▸ **ACTIVITY**
Compute how many lines in the data below hold the word "brown", then report that number with nothing else.

##### RECORDS TO PROCESS #####

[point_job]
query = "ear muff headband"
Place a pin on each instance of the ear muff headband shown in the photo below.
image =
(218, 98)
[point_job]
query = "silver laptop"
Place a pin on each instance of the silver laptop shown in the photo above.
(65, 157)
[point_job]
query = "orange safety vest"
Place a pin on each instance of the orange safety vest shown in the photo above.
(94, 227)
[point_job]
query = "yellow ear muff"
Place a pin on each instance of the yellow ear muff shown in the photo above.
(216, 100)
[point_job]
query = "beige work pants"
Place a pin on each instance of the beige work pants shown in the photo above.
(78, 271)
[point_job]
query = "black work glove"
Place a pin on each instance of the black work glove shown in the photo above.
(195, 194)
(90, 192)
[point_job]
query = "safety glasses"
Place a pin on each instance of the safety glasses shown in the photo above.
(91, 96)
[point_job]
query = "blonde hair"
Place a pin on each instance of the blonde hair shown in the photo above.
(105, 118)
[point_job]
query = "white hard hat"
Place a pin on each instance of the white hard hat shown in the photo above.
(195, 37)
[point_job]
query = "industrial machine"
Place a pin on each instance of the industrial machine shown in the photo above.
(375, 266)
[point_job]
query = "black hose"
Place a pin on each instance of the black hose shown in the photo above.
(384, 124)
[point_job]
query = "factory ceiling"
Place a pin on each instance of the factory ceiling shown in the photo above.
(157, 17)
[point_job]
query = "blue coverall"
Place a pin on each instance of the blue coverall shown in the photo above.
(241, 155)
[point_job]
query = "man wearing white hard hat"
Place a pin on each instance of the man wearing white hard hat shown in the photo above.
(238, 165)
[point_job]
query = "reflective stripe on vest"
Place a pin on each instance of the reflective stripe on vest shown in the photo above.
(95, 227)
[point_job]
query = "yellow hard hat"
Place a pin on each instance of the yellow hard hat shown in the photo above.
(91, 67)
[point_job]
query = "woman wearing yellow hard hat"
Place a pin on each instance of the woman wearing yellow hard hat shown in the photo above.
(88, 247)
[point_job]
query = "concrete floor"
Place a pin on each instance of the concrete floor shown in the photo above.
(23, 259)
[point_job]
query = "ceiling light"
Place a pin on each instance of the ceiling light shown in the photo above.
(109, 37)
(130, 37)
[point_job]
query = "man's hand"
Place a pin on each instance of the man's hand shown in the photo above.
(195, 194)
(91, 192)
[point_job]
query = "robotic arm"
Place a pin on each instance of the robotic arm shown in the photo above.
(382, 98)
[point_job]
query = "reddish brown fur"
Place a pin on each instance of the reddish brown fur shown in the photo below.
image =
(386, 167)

#####

▸ **ANSWER SPACE**
2